:: DOCUMENT SECTION ::
# Looking for a magic item to improve Will saves



## kenobi65 (Dec 19, 2005)

Our group has a Big Dumb Fighter who, as such characters tend to do, has an awful Will save.  In our last session, the BDF was Dominated by a vampire, and very nearly wiped out the rest of the party.

So, the party is very interested in finding a magic item that'll specifically improve Mr. BDF's Will save, in case something like this happens in the future.

Note that we're already well aware of items that enhance Wisdom generally (e.g., Periapt of Wisdom), as well as items that improve saves in general (e.g., Cloak of Resistance), and the Iron Will feat.  We're looking for something beyond those, that specifically would help his Will save.  And, we'd have a strong preference for something from a WotC book, as we very rarely use third-party materials.

Any thoughts or advice would be appreciated.


----------



## Jack Simth (Dec 19, 2005)

Psionic Item:



			
				SRD said:
			
		

> Crystal Mask of Mindarmor: A crystal mask of mindarmor grants the wearer a +4 insight bonus on all Will saving throws.
:::
:: RAW RECORDS ::
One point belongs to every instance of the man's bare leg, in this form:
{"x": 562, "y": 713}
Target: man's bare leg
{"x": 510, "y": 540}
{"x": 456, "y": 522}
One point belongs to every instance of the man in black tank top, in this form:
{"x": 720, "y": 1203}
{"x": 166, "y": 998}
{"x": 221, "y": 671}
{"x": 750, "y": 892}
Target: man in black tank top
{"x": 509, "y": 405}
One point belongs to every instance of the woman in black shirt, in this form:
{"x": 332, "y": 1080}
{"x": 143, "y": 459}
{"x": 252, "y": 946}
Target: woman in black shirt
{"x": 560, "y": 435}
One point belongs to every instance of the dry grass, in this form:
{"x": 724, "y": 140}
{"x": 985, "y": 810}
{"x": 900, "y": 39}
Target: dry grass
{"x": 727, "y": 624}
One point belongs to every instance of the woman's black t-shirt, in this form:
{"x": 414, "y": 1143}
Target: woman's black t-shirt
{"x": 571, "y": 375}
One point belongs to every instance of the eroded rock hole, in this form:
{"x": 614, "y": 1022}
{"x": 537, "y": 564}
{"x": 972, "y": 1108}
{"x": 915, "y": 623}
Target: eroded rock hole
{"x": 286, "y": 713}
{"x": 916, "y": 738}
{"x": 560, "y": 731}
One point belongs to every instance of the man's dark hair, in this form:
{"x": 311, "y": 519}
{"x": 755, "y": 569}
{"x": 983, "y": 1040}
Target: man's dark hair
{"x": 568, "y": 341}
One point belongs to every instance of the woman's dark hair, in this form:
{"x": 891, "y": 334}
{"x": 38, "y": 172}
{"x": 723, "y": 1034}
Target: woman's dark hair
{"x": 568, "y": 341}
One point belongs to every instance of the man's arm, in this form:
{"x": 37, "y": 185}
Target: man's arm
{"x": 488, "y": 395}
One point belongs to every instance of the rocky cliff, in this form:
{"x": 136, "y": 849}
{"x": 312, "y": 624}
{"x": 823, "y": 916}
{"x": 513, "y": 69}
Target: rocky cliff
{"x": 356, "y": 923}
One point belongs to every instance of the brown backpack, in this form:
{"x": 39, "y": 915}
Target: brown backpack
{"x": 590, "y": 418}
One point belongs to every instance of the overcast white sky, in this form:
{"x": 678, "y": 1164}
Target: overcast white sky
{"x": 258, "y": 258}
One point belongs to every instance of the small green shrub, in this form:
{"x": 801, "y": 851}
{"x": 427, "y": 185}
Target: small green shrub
:::
■ **WORK TO COMPLETE**
1. In the forum thread on Will saves, what bonus does the Crystal Mask of Mindarmor give its wearer?
2. In the forum thread on Will saves, write out the stretch from "## kenobi65 (Dec" through "of the party.", replacing "vampire" with "lich".
3. Continue the forum thread on Will saves from where it stops.

■ **OUTPUTS**
1. A +4 insight bonus on all Will saving throws.

2.
## kenobi65 (Dec 19, 2005)

Our group has a Big Dumb Fighter who, as such characters tend to do, has an awful Will save.  In our last session, the BDF was Dominated by a lich, and very nearly wiped out the rest of the party.

3.
> Faint telepathy; ML 5th; Craft Universal Item, conceal thoughts; Price 10,667 gp; Weight 1/2 lb.


----------



## Votan (Dec 19, 2005)

kenobi65 said:
			
		

> Our group has a Big Dumb Fighter who, as such characters tend to do, has an awful Will save.  In our last session, the BDF was Dominated by a vampire, and very nearly wiped out the rest of the party.
> 
> So, the party is very interested in finding a magic item that'll specifically improve Mr. BDF's Will save, in case something like this happens in the future.
> 
> ...




Any chasnce of geting an item that can cast mind blank?  Even a few scrolls cast by the party arcanist would help.

If that isn't an option, look into creating an item that does continuous protection from evil which has a surprisingly nice effect on a dominated character.


----------



## Shin Okada (Dec 19, 2005)

It is 3.0e but COmmand special ability for armor in Arms and Equipment Guide adds +2 moral saves to will saves of all the allies within 30 feats (including himself).

Not magic items, but Marshal class (in Miniatures Handbook) and Outcast Champion prestige class (in Races of Destiny) can both add bonuses to Will saves of all the allies within certain range (including himself).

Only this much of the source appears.